### [PROVIDED TEXT]

______________________________

Ohtani likely will return to the Angels’ lineup as their designated hitter this week, Maddon said Tuesday night before the club opened a road series against the Seattle Mariners.

The Angels’ stance on Ohtani is unsurprising after the club announced he had strained the flexor pronator mass near the elbow of his pitching arm. The two-way star’s recovery from the strain requires him to abstain from throwing for four to six weeks, which covers most of the shortened 2020 season.

“I’m not anticipating him pitching at all this year,” Maddon said. “Any kind of throwing program is going to be very conservative.”

Ohtani was injured Sunday in the second inning of his second start since returning to the mound following Tommy John surgery in late 2018. Ohtani issued five walks during the 42-pitch inning against the Houston Astros, with his velocity dropping later in the frame.

The arm injury is another obstacle in Ohtani’s path to becoming the majors’ first true two-way player in decades. He made 10 mound starts as a rookie in 2018 before injuring his elbow, but he served as the Angels’ regular designated hitter last season while recovering from Tommy John surgery.

Ohtani has pitched in only three games since June 2018, but the Angels still believe in Ohtani’s ability to be a two-way player, Maddon said.

______________________________

### [RECORDS SUPPLIED]
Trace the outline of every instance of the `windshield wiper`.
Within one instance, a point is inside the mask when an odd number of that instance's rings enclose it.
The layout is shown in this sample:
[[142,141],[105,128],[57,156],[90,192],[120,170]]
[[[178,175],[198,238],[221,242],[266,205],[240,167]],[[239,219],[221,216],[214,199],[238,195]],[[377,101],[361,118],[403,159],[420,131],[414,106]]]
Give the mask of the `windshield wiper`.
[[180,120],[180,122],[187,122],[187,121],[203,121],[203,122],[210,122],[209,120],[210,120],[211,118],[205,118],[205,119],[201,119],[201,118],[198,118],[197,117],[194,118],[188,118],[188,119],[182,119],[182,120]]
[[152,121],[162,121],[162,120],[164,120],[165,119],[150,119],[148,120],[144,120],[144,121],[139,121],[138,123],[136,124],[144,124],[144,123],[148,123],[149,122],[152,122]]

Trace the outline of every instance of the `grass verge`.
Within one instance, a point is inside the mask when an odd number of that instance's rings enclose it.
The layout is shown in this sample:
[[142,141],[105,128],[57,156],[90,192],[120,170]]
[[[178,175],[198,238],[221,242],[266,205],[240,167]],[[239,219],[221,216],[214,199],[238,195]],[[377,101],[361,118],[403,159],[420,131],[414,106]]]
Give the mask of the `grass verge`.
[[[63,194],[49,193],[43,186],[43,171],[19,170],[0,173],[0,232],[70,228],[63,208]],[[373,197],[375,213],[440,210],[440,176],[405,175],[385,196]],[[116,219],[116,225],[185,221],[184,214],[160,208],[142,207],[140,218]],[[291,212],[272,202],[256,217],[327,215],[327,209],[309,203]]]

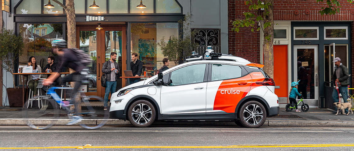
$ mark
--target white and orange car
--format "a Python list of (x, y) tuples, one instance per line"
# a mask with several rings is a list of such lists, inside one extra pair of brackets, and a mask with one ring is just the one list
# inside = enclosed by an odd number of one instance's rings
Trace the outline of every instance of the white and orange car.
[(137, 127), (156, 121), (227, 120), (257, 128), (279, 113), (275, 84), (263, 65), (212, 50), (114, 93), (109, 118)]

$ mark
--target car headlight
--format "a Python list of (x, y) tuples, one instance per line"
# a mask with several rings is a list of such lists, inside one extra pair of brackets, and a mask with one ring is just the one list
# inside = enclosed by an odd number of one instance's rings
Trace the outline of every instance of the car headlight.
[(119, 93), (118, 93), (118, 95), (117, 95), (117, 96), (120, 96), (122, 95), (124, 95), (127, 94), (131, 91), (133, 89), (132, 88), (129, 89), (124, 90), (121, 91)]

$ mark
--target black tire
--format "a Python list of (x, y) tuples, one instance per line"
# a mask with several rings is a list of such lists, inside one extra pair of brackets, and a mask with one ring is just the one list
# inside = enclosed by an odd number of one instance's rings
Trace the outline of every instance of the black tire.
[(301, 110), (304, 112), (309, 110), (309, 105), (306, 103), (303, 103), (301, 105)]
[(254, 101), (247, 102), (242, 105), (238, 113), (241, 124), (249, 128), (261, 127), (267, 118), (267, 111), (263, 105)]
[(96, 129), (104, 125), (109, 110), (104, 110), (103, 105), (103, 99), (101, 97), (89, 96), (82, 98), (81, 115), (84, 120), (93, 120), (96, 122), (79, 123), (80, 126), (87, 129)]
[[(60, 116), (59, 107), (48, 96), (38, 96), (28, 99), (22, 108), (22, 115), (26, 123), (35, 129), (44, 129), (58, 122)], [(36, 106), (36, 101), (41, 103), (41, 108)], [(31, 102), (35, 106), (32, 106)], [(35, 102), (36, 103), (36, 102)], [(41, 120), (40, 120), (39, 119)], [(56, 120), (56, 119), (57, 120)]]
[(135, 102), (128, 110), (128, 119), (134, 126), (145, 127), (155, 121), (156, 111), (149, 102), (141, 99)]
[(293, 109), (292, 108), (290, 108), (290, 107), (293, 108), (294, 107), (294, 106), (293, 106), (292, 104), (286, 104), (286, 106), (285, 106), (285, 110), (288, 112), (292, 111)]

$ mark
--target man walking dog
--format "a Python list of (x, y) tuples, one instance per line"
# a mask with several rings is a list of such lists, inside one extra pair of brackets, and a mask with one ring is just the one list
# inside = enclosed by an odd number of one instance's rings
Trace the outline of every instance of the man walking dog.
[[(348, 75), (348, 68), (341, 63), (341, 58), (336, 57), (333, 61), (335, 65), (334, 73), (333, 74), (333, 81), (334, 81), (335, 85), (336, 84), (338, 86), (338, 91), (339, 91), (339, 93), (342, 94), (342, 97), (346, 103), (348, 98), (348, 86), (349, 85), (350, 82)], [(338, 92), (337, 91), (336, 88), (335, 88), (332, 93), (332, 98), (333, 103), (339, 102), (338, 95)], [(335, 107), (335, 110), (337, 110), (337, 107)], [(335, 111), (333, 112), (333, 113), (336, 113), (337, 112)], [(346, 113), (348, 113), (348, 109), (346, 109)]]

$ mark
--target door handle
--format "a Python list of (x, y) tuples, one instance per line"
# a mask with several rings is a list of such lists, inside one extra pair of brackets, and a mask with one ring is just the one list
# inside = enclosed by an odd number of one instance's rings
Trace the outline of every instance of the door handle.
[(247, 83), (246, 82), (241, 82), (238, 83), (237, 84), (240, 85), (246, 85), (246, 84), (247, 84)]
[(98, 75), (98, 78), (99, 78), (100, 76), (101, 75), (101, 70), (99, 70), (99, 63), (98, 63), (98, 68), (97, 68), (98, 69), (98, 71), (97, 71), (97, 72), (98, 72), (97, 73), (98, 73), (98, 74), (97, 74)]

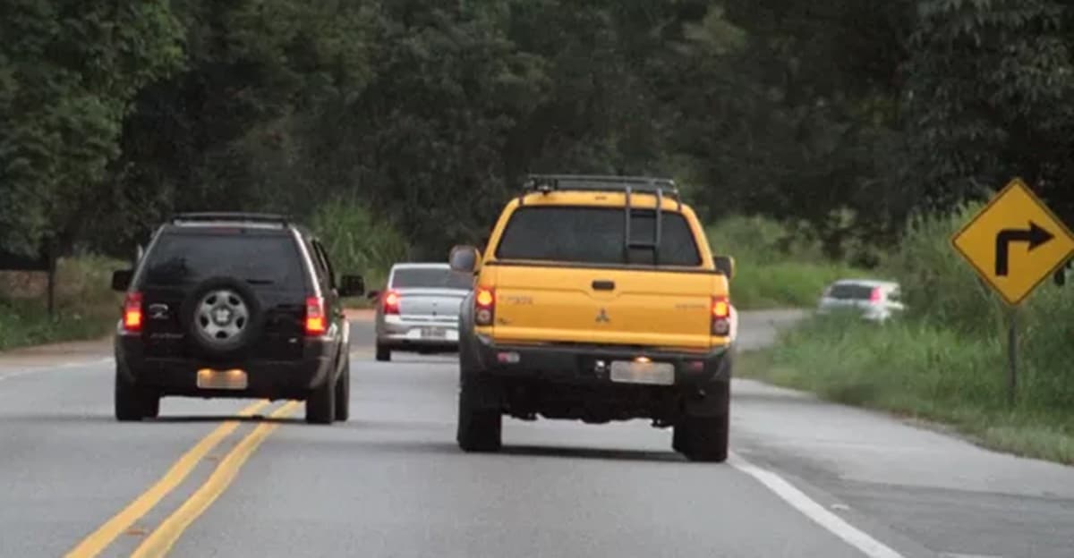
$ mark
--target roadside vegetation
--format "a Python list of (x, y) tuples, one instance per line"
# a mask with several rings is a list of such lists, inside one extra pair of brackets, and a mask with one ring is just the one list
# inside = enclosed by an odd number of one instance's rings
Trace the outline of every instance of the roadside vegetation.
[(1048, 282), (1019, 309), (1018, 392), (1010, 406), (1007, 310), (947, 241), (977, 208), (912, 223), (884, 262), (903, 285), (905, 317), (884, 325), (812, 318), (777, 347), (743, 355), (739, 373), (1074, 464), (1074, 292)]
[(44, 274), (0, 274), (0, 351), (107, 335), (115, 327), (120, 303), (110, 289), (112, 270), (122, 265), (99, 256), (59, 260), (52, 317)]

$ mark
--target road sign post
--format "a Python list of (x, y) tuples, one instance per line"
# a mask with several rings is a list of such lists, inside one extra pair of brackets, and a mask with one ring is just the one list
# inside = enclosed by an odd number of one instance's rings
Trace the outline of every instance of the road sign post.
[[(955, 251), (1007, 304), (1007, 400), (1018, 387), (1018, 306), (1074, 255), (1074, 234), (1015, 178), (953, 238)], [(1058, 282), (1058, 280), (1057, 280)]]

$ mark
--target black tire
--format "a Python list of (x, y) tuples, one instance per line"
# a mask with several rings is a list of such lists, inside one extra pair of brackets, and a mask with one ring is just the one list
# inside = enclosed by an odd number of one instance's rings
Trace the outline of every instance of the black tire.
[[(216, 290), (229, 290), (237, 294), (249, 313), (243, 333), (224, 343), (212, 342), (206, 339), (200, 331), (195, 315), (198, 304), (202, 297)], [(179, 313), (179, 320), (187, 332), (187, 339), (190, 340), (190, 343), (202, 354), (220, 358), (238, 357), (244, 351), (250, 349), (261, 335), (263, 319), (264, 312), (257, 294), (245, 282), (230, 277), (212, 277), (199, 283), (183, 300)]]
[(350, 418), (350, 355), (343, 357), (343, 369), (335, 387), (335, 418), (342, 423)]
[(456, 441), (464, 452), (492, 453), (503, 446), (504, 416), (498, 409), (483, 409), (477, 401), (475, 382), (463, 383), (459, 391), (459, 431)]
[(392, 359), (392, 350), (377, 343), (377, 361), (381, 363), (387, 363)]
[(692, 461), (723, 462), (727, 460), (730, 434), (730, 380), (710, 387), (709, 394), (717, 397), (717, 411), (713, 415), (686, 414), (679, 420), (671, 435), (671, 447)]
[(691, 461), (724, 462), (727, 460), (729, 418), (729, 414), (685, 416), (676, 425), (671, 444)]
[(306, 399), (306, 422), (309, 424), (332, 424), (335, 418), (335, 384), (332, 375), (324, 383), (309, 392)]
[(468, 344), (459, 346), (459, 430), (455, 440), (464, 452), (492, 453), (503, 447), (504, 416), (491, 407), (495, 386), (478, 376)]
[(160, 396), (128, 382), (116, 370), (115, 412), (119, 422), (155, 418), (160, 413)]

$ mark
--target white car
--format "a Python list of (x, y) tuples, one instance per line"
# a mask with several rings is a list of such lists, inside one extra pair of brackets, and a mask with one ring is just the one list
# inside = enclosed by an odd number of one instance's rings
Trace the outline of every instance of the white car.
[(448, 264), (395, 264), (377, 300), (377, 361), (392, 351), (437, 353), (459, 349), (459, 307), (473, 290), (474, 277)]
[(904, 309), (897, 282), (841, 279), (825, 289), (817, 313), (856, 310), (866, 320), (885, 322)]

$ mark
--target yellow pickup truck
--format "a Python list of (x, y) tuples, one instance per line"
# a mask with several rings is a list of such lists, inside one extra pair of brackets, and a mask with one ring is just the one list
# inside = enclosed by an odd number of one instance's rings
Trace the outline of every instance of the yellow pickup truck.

______________________________

### [USING THE INFORMATION]
a - In the Ohtani article, how long must Ohtani stop throwing while the strain heals?
b - List every baseball club named in the Ohtani article.
c - Resume the Ohtani article after its last sentence.
The material after the Ohtani article is separate from it.

### [SOLVED PROBLEMS]
a - Four to six weeks.

b - The Angels, the Seattle Mariners and the Houston Astros.

c -
“I’m seeing that he can,” Maddon said. “We’ve just got to get past the arm maladies and figure that out. But I’ve seen it. He’s just such a high-end arm, and we’ve seen what he can do in the batter’s box. Now maybe it might get to the point where he may choose to do one thing over the other and express that to us. I know he likes to hit. In my mind’s eye, he’s still going to be able to do this.”

The veteran manager believes Ohtani will benefit from a full spring training and a normal season. Ohtani wasn’t throwing at full strength for a starter when the coronavirus pandemic shut down spring training in March because he wasn’t expected to pitch until May as he returned from surgery.

“Going into a regular season with a normal number of starts and all the things that permit guys to be ready for a year, that’s what we need to see is some normalcy before you make that kind of determination,” Maddon said.